───── Cuplikan Teks

Jumat, 12 Juni 2020

Batas Waktu Pengajuan Perubahan Gugatan

(iStock)

Oleh:
Tim Hukumindo

Terdahulu redaksi Hukumindo.com telah membahas mengenai "Merubah Gugatan Adalah Hak Penggugat", serta Pada kesempatan ini akan membahas tentang Batas Waktu Pengajuan Perubahan Gugatan.

Mengenai batas waktu pengajuan perubahan gugatan terdapat sedikitnya dua versi. Versi pertama adalah sampai saat perkara diputus. Tenggang batas jangka waktu ini ditegaskan dalam rumusan Pasal 127 Rv yang menyatakan, Penggugat berhak mengubah atau mengurangi tuntutan sampai saat perkara diputus. Pada catatan yang diberikan pada Putusan MA Nomor: 943 K/Sip/1987, tanggal 19 September 1985, terdapat penegasan yang memperbolehkan perubahan gugatan selama persidangan. Ahli M. Yahya Harahap, S.H. kurang setuju dengan ketentuan batas jangka waktu ini, hal ini dianggap kesewenang-wenangan terhadap Tergugat.[1] Sepanjang pengalaman penulis beracara sebagai advokat, memang belum menemukan majelis hakim yang memberikan keleluasaan dalam melakukan perubahan gugatan sampai sebelum putusan dijatuhkan. Dan harap maklum, harus diakui oleh penulis, bahwa penulis pun baru mengetahui adanya yurisprudensi tertanggal 19 September 1985 di atas.

Versi kedua adalah sampai dengan hari sidang pertama. Hal ini berpedoman pada Buku Pedoman yang diterbitkan oleh Mahkamah Agung. Selain harus diajukan pada hari sidang pertama, disyaratkan para pihak harus hadir. Dari segi hukum, perubahan gugatan dimaksud untuk memperbaiki dan menyempurnakan gugatan. Menurut M. Yahya Harahap, S.H., hal ini justru terlalu membatasi, sehingga kurang realistis.[2] Sedikit berkomentar, sepengalaman penulis dalam beracara sebagai advokat, inilah jangka waktu lazimnya diajukan perubahan gugatan, yaitu pada sidang pertama. Praktik di lapangan adalah Penggugat mengajukan perubahan gugatan kepada majelis hakim pemeriksa perkara pada sidang pertama, dan pada sidang selanjunya paper/berkas sudah diserahkan ke Majelis hakim. Dan sidang setelahnya, baru giliran para tergugat dan turut tergugat mengajukan Jawabannya masing-masing.

──────────
───── Data yang Diberikan

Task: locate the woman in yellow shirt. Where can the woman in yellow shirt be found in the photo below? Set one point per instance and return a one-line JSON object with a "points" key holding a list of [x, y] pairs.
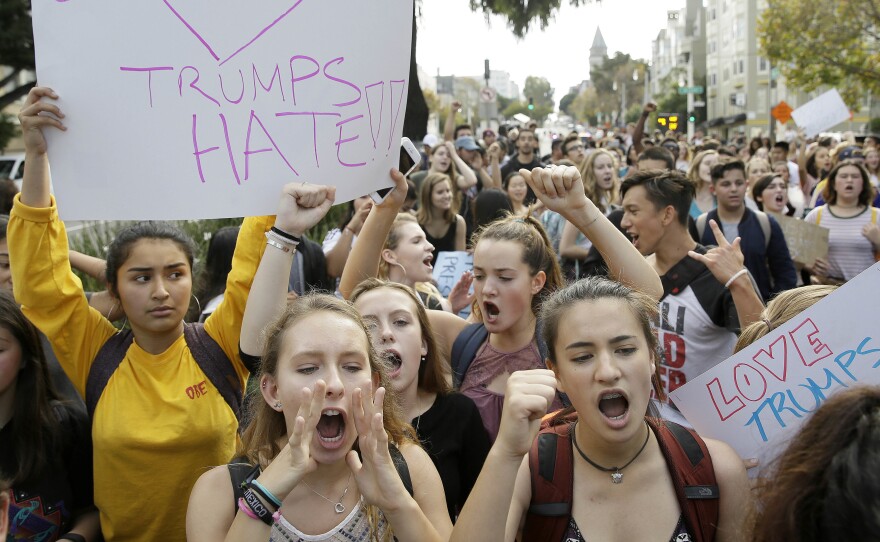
{"points": [[158, 419]]}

──────────

■ **Rincian Soal**: Tuliskan kembali sama persis bagian artikel tentang batas waktu perubahan gugatan di atas, mulai dari "Jumat, 12 Juni" sampai "Pengajuan Perubahan Gugatan.".

■ **Hasil di Bawah**:
Jumat, 12 Juni 2020

Batas Waktu Pengajuan Perubahan Gugatan

(iStock)

Oleh:
Tim Hukumindo

Terdahulu redaksi Hukumindo.com telah membahas mengenai "Merubah Gugatan Adalah Hak Penggugat", serta Pada kesempatan ini akan membahas tentang Batas Waktu Pengajuan Perubahan Gugatan.